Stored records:
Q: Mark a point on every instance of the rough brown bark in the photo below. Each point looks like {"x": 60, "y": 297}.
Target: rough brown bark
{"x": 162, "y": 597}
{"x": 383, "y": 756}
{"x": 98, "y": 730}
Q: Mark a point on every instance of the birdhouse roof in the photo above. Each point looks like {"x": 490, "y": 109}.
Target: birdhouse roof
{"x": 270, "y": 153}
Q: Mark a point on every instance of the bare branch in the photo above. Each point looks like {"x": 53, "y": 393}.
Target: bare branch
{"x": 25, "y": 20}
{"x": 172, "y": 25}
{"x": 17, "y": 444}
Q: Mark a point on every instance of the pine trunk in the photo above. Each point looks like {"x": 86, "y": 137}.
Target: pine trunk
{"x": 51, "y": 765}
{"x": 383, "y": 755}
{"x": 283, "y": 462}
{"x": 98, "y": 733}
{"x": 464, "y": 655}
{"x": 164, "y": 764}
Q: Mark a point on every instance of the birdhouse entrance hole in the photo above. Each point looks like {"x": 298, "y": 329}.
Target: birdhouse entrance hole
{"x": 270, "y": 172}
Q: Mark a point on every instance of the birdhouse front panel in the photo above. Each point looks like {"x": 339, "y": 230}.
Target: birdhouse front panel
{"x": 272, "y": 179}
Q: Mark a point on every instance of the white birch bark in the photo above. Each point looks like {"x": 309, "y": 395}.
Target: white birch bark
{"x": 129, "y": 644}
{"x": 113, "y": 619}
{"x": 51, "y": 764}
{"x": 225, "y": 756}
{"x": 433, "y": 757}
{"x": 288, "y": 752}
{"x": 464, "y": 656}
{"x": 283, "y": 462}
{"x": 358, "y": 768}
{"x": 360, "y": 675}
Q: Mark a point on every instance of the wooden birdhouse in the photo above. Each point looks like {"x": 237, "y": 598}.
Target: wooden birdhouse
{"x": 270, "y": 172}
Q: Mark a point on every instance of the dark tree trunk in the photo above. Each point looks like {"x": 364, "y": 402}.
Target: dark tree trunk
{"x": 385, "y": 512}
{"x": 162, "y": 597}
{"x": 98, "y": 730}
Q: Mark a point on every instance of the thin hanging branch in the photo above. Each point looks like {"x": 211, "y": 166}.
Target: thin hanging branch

__Requirement__:
Scale the records from the line containing "Q: Mark a point on every instance of the white" through the end of the records, writing every line again with the requests included. Multiply each x and y coordinate in the answers by 1.1 and round to a whole number with halves rounded up, leaving the requests and their sample coordinates unchanged.

__Answer to this task__:
Q: Mark a point on every instance of the white birch bark in the photo above. Each point looks like {"x": 309, "y": 395}.
Target: white birch bark
{"x": 142, "y": 708}
{"x": 124, "y": 681}
{"x": 56, "y": 840}
{"x": 248, "y": 832}
{"x": 476, "y": 833}
{"x": 317, "y": 827}
{"x": 510, "y": 722}
{"x": 311, "y": 508}
{"x": 394, "y": 845}
{"x": 396, "y": 743}
Q: Mark a point on every instance of the wooden birdhouse in the photo above. Each point looks like {"x": 237, "y": 598}.
Target: wooden birdhouse
{"x": 297, "y": 189}
Q: Mark a point on every instance of the dark tree trunk in the photo above. Each point looks like {"x": 364, "y": 402}.
Target: dark tree trunk
{"x": 424, "y": 563}
{"x": 178, "y": 657}
{"x": 108, "y": 803}
Q: Mark a point on every instance of the thin hanging branch in the photo above. Each point looks like {"x": 211, "y": 166}.
Target: thin hanging branch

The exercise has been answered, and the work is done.